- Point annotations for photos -

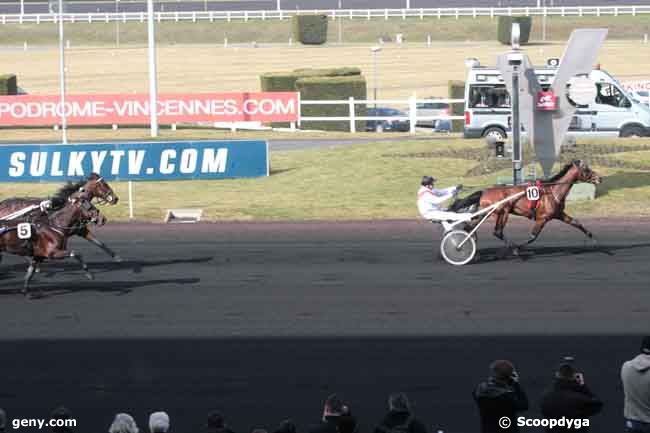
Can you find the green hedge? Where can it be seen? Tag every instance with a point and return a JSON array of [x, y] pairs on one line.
[[310, 29], [504, 30], [287, 82], [8, 84], [332, 88], [456, 90]]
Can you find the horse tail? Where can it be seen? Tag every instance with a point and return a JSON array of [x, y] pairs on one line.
[[464, 203]]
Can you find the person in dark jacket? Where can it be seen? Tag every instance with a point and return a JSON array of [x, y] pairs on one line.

- WHAT TO PRODUCE -
Edit the records by replacing "Tag every instance" with "Mark each occurrence" wherever it appears, leaving everything else unchanged. Omit the pictures from your answer.

- RESULT OF THE TASK -
Can you find the green hedge? Where can it be seen? Mark each occurrence with a point and return a JSON array of [x, y] pairs on one line.
[[310, 29], [504, 30], [287, 82], [8, 84], [332, 88], [456, 90]]
Can you find the horse tail? Where can it be seen? Mark each occurrence with a point and return a JSON array of [x, y] pairs on one line.
[[464, 203]]
Can you find the person in dark jacket? Where can it be seen? Mark each occurrence with a point and return a JSON array of [x, y] pairs on one line.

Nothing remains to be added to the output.